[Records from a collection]
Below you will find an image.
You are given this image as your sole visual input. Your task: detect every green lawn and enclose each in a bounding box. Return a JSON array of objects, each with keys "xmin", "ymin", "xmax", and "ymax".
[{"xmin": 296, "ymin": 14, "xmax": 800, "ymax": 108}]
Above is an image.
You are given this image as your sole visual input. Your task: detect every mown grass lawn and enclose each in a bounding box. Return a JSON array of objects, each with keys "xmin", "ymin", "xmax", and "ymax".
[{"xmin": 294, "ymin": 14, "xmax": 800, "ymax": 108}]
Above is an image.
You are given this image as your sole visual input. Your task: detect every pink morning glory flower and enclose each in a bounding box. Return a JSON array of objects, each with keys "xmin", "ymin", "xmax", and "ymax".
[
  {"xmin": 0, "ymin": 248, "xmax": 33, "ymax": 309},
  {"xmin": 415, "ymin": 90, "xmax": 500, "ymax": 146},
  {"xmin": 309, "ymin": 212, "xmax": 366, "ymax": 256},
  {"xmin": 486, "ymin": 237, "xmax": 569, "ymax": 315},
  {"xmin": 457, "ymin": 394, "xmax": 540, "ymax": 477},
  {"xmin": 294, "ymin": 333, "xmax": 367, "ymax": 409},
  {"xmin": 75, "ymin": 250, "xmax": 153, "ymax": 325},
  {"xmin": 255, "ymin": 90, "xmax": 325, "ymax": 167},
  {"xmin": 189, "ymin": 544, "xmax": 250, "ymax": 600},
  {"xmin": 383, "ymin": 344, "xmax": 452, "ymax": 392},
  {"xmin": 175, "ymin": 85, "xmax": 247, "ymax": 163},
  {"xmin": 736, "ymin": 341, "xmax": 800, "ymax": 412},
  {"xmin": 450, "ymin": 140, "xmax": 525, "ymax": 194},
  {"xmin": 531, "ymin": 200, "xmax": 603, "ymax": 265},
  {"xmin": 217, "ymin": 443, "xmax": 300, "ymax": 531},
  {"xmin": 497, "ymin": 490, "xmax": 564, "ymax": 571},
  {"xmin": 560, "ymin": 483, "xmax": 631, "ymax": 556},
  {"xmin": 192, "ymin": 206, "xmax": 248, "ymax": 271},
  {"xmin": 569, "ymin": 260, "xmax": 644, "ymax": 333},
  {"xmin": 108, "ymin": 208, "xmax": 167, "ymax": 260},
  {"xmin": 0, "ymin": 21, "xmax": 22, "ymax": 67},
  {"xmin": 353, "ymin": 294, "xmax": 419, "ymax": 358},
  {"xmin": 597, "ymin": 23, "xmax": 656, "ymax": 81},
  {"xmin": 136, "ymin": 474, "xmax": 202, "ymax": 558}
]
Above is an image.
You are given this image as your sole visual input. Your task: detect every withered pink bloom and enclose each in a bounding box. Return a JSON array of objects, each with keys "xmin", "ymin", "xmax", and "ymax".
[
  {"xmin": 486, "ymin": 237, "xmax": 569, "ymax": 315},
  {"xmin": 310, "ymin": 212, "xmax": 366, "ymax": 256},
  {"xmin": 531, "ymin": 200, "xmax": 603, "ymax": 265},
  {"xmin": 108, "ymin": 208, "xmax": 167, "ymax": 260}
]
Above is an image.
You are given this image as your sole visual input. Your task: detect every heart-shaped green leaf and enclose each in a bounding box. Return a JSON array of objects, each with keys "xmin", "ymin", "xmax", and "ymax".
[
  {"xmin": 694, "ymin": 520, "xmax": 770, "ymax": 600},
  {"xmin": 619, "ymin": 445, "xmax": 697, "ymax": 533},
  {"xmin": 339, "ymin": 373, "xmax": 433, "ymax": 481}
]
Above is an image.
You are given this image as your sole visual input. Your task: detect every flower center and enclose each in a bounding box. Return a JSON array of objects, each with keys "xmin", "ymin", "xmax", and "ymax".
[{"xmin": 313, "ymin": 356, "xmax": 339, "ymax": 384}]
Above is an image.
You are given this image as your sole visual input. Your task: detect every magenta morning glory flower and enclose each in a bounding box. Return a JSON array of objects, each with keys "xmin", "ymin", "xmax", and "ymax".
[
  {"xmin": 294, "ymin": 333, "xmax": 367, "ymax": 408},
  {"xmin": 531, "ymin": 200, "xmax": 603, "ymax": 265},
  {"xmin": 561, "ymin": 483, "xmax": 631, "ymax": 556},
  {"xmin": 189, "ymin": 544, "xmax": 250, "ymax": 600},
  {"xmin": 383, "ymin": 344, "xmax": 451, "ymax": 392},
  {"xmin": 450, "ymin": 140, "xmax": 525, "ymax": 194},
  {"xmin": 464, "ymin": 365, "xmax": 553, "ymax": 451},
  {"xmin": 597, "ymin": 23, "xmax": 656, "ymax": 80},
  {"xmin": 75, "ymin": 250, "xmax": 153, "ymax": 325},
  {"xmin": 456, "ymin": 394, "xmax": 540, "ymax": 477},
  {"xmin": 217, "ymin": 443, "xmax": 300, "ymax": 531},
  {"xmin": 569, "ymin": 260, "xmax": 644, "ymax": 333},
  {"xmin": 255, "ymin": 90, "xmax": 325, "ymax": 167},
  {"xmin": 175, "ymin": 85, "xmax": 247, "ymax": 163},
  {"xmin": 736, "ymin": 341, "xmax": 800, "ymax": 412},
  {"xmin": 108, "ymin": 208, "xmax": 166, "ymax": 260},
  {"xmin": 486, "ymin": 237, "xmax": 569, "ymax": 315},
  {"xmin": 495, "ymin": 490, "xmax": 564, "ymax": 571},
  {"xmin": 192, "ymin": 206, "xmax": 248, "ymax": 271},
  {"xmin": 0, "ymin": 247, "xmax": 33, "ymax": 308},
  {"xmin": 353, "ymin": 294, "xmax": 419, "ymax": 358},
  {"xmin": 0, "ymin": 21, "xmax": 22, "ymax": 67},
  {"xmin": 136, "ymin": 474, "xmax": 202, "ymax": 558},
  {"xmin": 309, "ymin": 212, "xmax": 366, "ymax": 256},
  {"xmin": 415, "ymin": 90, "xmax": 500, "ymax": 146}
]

▶ Aim of the exercise: Please output every record, keeping each line exact.

▶ Output for this task:
Below you will find an image.
You are given this image as your sole visual input. Your task: detect every green lawn and enclose each in a bounding box. Return a JSON array of objects, each with keys "xmin", "ymin", "xmax", and "ymax".
[{"xmin": 296, "ymin": 14, "xmax": 800, "ymax": 108}]
Above is an image.
You are given this image as your sole visual input. Your task: detect every mown grass lawn and enclose each in a bounding box. Return a JSON array of objects, each with keys "xmin", "ymin", "xmax", and "ymax".
[{"xmin": 294, "ymin": 14, "xmax": 800, "ymax": 108}]
Above is an image.
You are given this image as your sole visual input. Your task: detect every pink morning glory flower and enclose each in a bounding box. Return a JSON array of objects, each with keys "xmin", "ymin", "xmax", and "ymax".
[
  {"xmin": 0, "ymin": 248, "xmax": 33, "ymax": 309},
  {"xmin": 415, "ymin": 90, "xmax": 500, "ymax": 146},
  {"xmin": 309, "ymin": 212, "xmax": 366, "ymax": 256},
  {"xmin": 486, "ymin": 237, "xmax": 569, "ymax": 315},
  {"xmin": 457, "ymin": 394, "xmax": 540, "ymax": 477},
  {"xmin": 294, "ymin": 333, "xmax": 367, "ymax": 409},
  {"xmin": 75, "ymin": 250, "xmax": 153, "ymax": 325},
  {"xmin": 255, "ymin": 90, "xmax": 325, "ymax": 167},
  {"xmin": 189, "ymin": 544, "xmax": 250, "ymax": 600},
  {"xmin": 383, "ymin": 344, "xmax": 452, "ymax": 392},
  {"xmin": 175, "ymin": 85, "xmax": 247, "ymax": 163},
  {"xmin": 736, "ymin": 341, "xmax": 800, "ymax": 412},
  {"xmin": 450, "ymin": 140, "xmax": 525, "ymax": 194},
  {"xmin": 531, "ymin": 200, "xmax": 603, "ymax": 265},
  {"xmin": 217, "ymin": 443, "xmax": 300, "ymax": 531},
  {"xmin": 497, "ymin": 490, "xmax": 564, "ymax": 571},
  {"xmin": 560, "ymin": 483, "xmax": 631, "ymax": 556},
  {"xmin": 192, "ymin": 206, "xmax": 248, "ymax": 271},
  {"xmin": 569, "ymin": 260, "xmax": 644, "ymax": 333},
  {"xmin": 108, "ymin": 208, "xmax": 167, "ymax": 260},
  {"xmin": 0, "ymin": 21, "xmax": 22, "ymax": 67},
  {"xmin": 353, "ymin": 294, "xmax": 419, "ymax": 358},
  {"xmin": 597, "ymin": 23, "xmax": 656, "ymax": 81},
  {"xmin": 136, "ymin": 474, "xmax": 202, "ymax": 558}
]
Above is an image.
You are given this image as your sole visual input. Your task: detect every withered pink bloom and enclose each in a bounding box. Return a JSON array of objects, each with keys "xmin", "ymin", "xmax", and "ymax".
[
  {"xmin": 486, "ymin": 237, "xmax": 569, "ymax": 315},
  {"xmin": 310, "ymin": 212, "xmax": 366, "ymax": 256},
  {"xmin": 531, "ymin": 200, "xmax": 603, "ymax": 265},
  {"xmin": 108, "ymin": 208, "xmax": 167, "ymax": 260}
]
Above is an image.
You are given this image as your sole visual input. Your task: detect every heart-shaped green leaf and enclose each in a bounding box. Return a JSON array of objects, each with keys "xmin", "ymin", "xmax", and "ymax".
[
  {"xmin": 694, "ymin": 520, "xmax": 770, "ymax": 600},
  {"xmin": 619, "ymin": 445, "xmax": 697, "ymax": 533},
  {"xmin": 339, "ymin": 373, "xmax": 433, "ymax": 481}
]
Above is an image.
You are given this image as your sole visual input. Your task: detect every flower center and enclose each in a bounding box. Return a JSON array of objects, each with keys "xmin", "ymin", "xmax", and "ymax".
[{"xmin": 313, "ymin": 356, "xmax": 339, "ymax": 384}]
Above is an image.
You are given this image as your sole visual input. Your task: detect every magenta morning glory flower and enclose each in a bounding box. Return a JSON array of objects, each with keys "xmin", "ymin", "xmax", and "ymax".
[
  {"xmin": 294, "ymin": 333, "xmax": 367, "ymax": 408},
  {"xmin": 531, "ymin": 200, "xmax": 603, "ymax": 265},
  {"xmin": 561, "ymin": 483, "xmax": 631, "ymax": 556},
  {"xmin": 189, "ymin": 544, "xmax": 250, "ymax": 600},
  {"xmin": 383, "ymin": 344, "xmax": 451, "ymax": 392},
  {"xmin": 450, "ymin": 140, "xmax": 525, "ymax": 194},
  {"xmin": 464, "ymin": 365, "xmax": 553, "ymax": 451},
  {"xmin": 597, "ymin": 23, "xmax": 656, "ymax": 80},
  {"xmin": 75, "ymin": 250, "xmax": 153, "ymax": 325},
  {"xmin": 456, "ymin": 394, "xmax": 540, "ymax": 477},
  {"xmin": 217, "ymin": 443, "xmax": 300, "ymax": 531},
  {"xmin": 569, "ymin": 260, "xmax": 644, "ymax": 333},
  {"xmin": 255, "ymin": 90, "xmax": 325, "ymax": 167},
  {"xmin": 175, "ymin": 85, "xmax": 247, "ymax": 163},
  {"xmin": 736, "ymin": 341, "xmax": 800, "ymax": 412},
  {"xmin": 108, "ymin": 208, "xmax": 166, "ymax": 260},
  {"xmin": 486, "ymin": 237, "xmax": 569, "ymax": 315},
  {"xmin": 495, "ymin": 490, "xmax": 564, "ymax": 571},
  {"xmin": 192, "ymin": 206, "xmax": 248, "ymax": 271},
  {"xmin": 0, "ymin": 247, "xmax": 33, "ymax": 308},
  {"xmin": 353, "ymin": 294, "xmax": 419, "ymax": 358},
  {"xmin": 0, "ymin": 21, "xmax": 22, "ymax": 67},
  {"xmin": 136, "ymin": 474, "xmax": 202, "ymax": 558},
  {"xmin": 309, "ymin": 212, "xmax": 366, "ymax": 256},
  {"xmin": 415, "ymin": 90, "xmax": 500, "ymax": 146}
]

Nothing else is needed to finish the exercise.